Excerpts of location labeling data

- - -

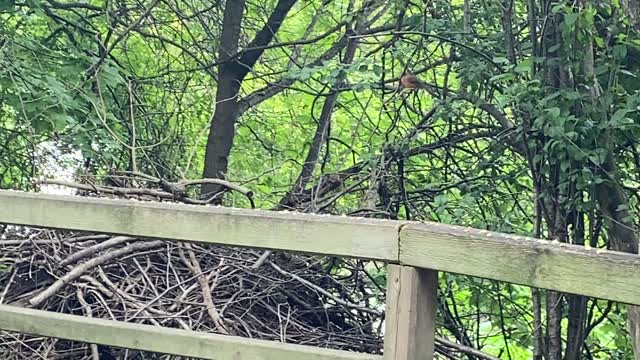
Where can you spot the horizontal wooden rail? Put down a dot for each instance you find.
(159, 339)
(467, 251)
(335, 235)
(521, 260)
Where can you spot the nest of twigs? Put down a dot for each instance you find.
(319, 301)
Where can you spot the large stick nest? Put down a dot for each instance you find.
(319, 301)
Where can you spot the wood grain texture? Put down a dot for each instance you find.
(410, 319)
(521, 260)
(322, 234)
(163, 340)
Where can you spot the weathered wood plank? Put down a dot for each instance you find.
(331, 235)
(521, 260)
(158, 339)
(410, 319)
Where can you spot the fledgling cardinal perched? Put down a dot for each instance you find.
(410, 81)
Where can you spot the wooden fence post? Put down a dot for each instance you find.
(410, 313)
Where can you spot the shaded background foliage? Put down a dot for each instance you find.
(527, 124)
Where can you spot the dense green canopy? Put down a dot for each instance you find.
(526, 122)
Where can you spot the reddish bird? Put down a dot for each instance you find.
(410, 81)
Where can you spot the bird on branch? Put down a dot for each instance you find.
(410, 81)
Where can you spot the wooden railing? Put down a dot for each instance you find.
(414, 252)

- - -

GIVEN PROBLEM:
Rewrite every row, replacing "Put down a dot" with "Mark a point" and keeping everything else unchanged. Leave the pictures out.

ANSWER TO THE TASK:
Where can you spot the horizontal wooden rail? Mark a point for each instance you find.
(159, 339)
(467, 251)
(335, 235)
(521, 260)
Where can you spot the nest of twigs? Mark a point for each instance you find.
(319, 301)
Where can you spot the large stick nest? Mark a point for each instance you find.
(319, 301)
Where can you spot the wood grain texture? Mark a point for each instance you find.
(410, 319)
(521, 260)
(322, 234)
(163, 340)
Where can you spot the weathered wood plank? Mark a point for each instance you find.
(331, 235)
(521, 260)
(158, 339)
(410, 319)
Where can you spot the fledgling cardinal perched? Mark a point for each instance you find.
(410, 81)
Where can you spot the wooden fence post? Mark a point for each instance you find.
(410, 313)
Where can you spot the shaded background foliage? Mark a point for each instance you find.
(527, 124)
Where can you spot the dense green canopy? Mark a point for each instance you find.
(526, 122)
Where can you spot the reddish bird? Mark a point for each instance you find.
(410, 81)
Where can you spot the bird on branch? Mark a point for each instance you find.
(410, 81)
Where can you spot the wooden railing? Mark a point for each instance you find.
(414, 252)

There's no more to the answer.